▸ **GOAL OF THE EXERCISE**
Reproduce the data from the line with "Pick out one point on every instance of the asphalt" to the line with "[(585, 349)]", requests included, and raise every coordinate in the answers by 52. Return only those lines.

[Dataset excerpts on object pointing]

=======

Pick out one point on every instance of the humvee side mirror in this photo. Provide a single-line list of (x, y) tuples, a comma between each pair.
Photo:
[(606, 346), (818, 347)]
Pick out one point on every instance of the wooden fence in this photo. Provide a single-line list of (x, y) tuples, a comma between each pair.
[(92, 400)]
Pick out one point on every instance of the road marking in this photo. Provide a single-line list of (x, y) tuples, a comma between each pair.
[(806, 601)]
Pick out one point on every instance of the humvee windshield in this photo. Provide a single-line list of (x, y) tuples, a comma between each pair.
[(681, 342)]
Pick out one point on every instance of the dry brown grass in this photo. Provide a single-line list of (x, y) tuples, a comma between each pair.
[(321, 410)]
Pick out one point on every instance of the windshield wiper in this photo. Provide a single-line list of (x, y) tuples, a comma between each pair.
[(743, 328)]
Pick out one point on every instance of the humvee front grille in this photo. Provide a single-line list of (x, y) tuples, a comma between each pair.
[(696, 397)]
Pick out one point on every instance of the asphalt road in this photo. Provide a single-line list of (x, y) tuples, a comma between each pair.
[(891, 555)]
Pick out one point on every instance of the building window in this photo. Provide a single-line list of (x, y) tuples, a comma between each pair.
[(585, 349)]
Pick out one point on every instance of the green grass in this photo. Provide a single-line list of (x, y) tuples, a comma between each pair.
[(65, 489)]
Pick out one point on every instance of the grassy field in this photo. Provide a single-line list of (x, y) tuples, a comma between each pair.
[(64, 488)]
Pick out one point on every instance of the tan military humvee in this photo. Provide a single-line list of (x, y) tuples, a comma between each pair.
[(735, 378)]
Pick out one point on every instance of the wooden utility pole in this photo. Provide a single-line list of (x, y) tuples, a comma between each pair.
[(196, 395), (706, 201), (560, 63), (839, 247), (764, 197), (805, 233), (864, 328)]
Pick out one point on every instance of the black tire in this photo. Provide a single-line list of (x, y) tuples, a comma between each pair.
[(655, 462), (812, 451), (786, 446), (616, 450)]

=======

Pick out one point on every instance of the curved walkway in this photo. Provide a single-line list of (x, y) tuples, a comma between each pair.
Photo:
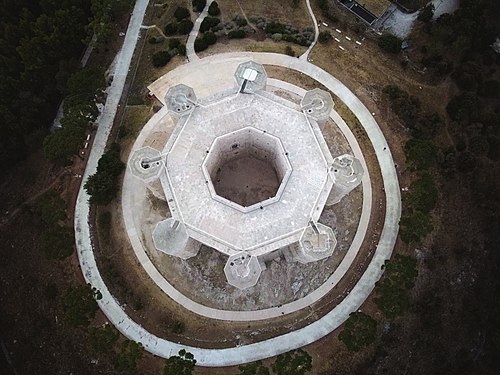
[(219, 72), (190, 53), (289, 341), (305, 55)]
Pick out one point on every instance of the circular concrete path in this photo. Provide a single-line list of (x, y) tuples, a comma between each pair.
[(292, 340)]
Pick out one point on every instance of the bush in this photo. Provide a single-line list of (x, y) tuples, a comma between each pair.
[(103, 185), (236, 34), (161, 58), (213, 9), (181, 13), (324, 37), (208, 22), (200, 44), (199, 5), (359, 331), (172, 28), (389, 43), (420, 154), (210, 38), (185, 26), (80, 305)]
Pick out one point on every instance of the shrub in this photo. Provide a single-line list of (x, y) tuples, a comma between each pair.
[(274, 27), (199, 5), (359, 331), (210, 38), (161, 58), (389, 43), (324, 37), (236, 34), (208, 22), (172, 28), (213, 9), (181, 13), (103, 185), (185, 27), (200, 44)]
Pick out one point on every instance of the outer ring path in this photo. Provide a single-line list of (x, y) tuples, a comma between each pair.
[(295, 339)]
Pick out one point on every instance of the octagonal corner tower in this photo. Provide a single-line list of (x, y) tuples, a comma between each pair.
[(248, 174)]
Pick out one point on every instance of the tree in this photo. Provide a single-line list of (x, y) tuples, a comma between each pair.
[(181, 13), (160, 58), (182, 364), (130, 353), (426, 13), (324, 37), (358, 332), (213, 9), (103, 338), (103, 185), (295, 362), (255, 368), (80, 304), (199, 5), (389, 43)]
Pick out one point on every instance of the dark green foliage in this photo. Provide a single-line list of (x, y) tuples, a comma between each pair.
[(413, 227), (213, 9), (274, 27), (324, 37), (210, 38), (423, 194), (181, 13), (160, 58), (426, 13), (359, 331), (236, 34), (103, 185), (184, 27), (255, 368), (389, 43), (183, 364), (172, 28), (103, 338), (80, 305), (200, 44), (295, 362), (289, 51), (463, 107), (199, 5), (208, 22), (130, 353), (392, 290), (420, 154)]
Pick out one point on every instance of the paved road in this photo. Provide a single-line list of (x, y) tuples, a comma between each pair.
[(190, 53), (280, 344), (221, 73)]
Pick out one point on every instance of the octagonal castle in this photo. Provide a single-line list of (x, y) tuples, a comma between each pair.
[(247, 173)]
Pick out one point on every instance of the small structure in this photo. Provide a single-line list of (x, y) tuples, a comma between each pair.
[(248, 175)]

=======

▸ **IN RESPONSE**
Pick out one point on every instance of the asphalt road in this photo. Provide a single-line list of (x, y) tuples, a comma between each pair.
[(943, 607)]
Pick out one point on every instance of the building window in this photo. Provide a single-line list of (x, y) tuples, a comma between each pair.
[(637, 401)]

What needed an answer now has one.